:: PROBLEM ::
Gather every line in the data below that contains the word "glass".

[Begin SUPPLIED RECORDS]

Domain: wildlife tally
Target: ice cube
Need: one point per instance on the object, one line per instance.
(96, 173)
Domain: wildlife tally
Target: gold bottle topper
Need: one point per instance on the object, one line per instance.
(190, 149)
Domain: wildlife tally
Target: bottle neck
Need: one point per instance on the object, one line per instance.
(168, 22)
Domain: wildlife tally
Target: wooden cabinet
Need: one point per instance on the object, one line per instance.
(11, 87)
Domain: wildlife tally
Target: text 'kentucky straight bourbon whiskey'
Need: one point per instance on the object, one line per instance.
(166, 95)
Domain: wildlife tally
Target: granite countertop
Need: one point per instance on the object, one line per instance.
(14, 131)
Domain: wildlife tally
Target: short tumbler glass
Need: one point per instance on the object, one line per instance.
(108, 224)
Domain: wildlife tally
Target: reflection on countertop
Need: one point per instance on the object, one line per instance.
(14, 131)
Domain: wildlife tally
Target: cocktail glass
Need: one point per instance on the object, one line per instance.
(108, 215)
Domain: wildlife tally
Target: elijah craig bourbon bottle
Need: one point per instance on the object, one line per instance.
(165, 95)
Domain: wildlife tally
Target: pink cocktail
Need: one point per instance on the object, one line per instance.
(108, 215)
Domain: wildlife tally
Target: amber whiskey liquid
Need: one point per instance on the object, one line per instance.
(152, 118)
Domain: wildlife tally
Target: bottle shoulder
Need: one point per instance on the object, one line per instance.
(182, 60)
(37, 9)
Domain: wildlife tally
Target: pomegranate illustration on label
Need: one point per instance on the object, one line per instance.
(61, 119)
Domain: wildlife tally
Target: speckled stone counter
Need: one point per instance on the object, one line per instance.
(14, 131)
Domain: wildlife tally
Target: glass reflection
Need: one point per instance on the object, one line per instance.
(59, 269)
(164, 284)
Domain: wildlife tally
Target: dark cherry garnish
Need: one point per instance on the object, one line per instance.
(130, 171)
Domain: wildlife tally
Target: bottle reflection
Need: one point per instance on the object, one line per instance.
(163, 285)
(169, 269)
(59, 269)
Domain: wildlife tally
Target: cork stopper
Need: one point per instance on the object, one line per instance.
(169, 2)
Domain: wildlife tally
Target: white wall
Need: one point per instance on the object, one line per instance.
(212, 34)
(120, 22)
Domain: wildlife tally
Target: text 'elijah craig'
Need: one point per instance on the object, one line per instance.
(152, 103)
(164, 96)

[End SUPPLIED RECORDS]

:: SOLUTION BELOW ::
Target: short tumbler glass
Target: cocktail glass
Target: glass reflection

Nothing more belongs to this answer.